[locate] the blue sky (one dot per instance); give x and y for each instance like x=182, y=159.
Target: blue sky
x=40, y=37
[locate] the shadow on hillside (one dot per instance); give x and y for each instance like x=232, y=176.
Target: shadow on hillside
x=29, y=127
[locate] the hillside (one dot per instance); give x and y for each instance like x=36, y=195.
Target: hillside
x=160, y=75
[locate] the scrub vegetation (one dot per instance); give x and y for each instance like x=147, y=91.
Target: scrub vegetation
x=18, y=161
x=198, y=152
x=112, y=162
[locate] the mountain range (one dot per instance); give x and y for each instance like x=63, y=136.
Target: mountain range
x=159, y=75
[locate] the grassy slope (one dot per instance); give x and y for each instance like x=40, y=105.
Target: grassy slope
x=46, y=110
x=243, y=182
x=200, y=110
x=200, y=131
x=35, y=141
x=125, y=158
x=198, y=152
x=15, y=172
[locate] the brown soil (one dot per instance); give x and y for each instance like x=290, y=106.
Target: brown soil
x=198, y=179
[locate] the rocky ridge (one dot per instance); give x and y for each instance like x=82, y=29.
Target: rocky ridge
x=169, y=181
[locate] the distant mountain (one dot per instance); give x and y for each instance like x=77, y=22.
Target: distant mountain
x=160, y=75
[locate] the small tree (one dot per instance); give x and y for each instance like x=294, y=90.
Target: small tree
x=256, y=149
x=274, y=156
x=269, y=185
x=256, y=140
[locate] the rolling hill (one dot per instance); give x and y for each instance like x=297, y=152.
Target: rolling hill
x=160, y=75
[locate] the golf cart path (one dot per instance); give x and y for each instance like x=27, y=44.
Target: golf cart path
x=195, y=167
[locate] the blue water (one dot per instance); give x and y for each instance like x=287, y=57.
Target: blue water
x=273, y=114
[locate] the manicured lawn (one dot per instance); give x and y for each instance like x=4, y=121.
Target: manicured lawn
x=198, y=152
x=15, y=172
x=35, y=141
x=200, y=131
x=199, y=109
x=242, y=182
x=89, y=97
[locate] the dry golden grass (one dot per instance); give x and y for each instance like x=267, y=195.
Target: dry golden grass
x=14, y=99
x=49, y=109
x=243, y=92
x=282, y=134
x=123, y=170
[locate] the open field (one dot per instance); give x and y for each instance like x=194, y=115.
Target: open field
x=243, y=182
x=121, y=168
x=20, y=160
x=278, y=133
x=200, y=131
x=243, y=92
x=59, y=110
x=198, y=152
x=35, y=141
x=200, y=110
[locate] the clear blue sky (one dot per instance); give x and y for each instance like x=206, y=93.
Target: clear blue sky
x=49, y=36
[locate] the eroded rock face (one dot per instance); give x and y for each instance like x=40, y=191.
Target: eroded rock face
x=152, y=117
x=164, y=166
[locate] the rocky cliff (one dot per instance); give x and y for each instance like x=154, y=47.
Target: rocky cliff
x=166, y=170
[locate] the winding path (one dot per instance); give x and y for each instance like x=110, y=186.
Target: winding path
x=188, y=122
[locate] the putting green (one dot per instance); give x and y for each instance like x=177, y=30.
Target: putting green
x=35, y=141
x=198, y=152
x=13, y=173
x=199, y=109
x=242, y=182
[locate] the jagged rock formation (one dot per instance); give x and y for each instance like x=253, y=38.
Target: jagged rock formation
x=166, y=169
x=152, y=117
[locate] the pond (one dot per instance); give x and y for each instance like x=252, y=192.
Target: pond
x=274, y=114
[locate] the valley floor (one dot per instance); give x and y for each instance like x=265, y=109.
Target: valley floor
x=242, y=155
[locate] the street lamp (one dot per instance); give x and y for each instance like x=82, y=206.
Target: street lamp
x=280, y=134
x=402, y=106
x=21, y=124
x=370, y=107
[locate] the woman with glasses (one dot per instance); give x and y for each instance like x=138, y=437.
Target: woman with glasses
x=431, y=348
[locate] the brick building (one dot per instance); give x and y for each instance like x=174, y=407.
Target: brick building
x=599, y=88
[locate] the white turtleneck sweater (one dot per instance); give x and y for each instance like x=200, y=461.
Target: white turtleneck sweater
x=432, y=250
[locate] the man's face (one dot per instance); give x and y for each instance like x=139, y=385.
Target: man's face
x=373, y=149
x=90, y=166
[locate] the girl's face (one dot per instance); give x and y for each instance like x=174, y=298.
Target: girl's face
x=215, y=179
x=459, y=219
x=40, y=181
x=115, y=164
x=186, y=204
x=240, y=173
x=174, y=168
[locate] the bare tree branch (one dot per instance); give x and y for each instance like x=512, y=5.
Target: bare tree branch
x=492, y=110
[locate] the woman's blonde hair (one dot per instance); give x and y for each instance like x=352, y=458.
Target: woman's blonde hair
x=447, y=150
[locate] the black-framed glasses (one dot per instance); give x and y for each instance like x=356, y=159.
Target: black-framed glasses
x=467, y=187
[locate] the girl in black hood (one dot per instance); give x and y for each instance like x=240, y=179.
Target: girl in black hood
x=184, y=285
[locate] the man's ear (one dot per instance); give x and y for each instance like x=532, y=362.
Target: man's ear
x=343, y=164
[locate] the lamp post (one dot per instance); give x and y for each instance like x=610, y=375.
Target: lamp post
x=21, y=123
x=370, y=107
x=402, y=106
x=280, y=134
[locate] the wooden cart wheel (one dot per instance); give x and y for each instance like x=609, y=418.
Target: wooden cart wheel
********************
Description of the task
Could you render the listing's lines as a JSON list of strings, one string per line with blank lines omitted, starting at the line with "[locate] the man's ear" and running up to and including the last line of the listing?

Solution to this problem
[
  "[locate] the man's ear (one dot per instance); give x and y for each instance like x=532, y=362.",
  "Target: man's ear",
  "x=343, y=164",
  "[locate] the lamp post (one dot per instance); give x and y for each instance like x=610, y=375.",
  "Target: lamp post",
  "x=21, y=123",
  "x=370, y=107",
  "x=402, y=106",
  "x=280, y=134",
  "[locate] the wooden cart wheel (one dot per instance); give x and y for each instance like x=609, y=418.",
  "Target: wooden cart wheel"
]